● **Source extract**
* Begin *
Each of them was worth an average of 100,000 euros per month.

Smuggling covered
seventy percent of the budget of Gaza. And now Hamas has also lost many of its generous friends in the Gulf, all focused on other hot spots. On Syria, Iraq.
And it has tense relations with Iran, its major backer, because of its cautious
stance on Bashar al-Assad. And so it is scraping together whatever it can by
imposing taxes. Because Gaza, truthfully, is now under siege only on paper. If
we speak of goods movement, nearly everything is available. Even Nutella. And
everything enters from Israel.

This means, however, that not only is everything purchased at high prices—at Israel's prices, rather than Turkey's, or India's—but also that everything is subject to a triple layer of
taxes: Israel, Hamas, and the Palestinian Authority. Since last year,
in theory there has been only one government here, but, as usual, Hamas rules
Gaza and Fatah the West Bank. But Hamas couldn't pay its
40,000 civil servants any longer. The result is that prices are on the rise. Hamas charges
about ten percent on food, 25 percent on cars, 100 percent on cigarettes. In the
end a Fiat Panda in Gaza costs almost 20,000 euros.

Even though unemployment peaked at 43
percent, and the average salary is 300 euros, even though two thirds of Palestinians
live on humanitarian aid. There are jeeps with tinted windows
here, or donkeys.

The true strength of Hamas has always been the weakness of Fatah. Since the West Bank opted for the UN,
for negotiations with Israel, Hamas, with its rockets, turned into the hallmark
of resistance. Of dignity. But it has achieved nothing but death and rubble. And
three wars later, nobody here has any doubt any more: Hamas is Israel's best
ally. It plays into its hands.

Aya* works as field researcher
for a leading human rights organization. She says,

"Hamas doesn't govern. It's
neither Islamic nor anything. If you are found drinking wine, you end up in
jail for one month, or maybe six: there's no certainty, because there isn't the
Shari'a law here, there's no law whatsoever, there's only the will of Hamas.
There is only a gang that makes money with the siege—yesterday with tunnels,
today with trade. Hamas claims to be broke, without a penny for its civil
servants. For reconstruction. But it's no secret: the only reconstruction it
cares about is that of tunnels. And of its arsenal. And for Israel this is perfect.
One, two years, and it will bomb it all again. It will destroy it all again,"
* End *
● **Listed records**
* Begin *
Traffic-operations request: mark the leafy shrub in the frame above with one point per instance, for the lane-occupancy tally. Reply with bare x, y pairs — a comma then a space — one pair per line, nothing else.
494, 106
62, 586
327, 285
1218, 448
* End *
● **Short exercise A**
According to the Gaza passage, what share of Gaza's budget did smuggling cover?
● **Short exercise B**
From the Gaza passage, extract the stretch from "This means, however, that" through "here, or donkeys.".
The listing comes from a separate source.

● **Complete response A**
Seventy percent.

● **Complete response B**
This means, however, that not only is everything purchased at high prices—at Israel's prices, rather than Turkey's, or India's—but also that everything is subject to a triple layer of
taxes: Israel, Hamas, and the Palestinian Authority. Since last year,
in theory there has been only one government here, but, as usual, Hamas rules
Gaza and Fatah the West Bank. But Hamas couldn't pay its
40,000 civil servants any longer. The result is that prices are on the rise. Hamas charges
about ten percent on food, 25 percent on cars, 100 percent on cigarettes. In the
end a Fiat Panda in Gaza costs almost 20,000 euros.

Even though unemployment peaked at 43
percent, and the average salary is 300 euros, even though two thirds of Palestinians
live on humanitarian aid. There are jeeps with tinted windows
here, or donkeys.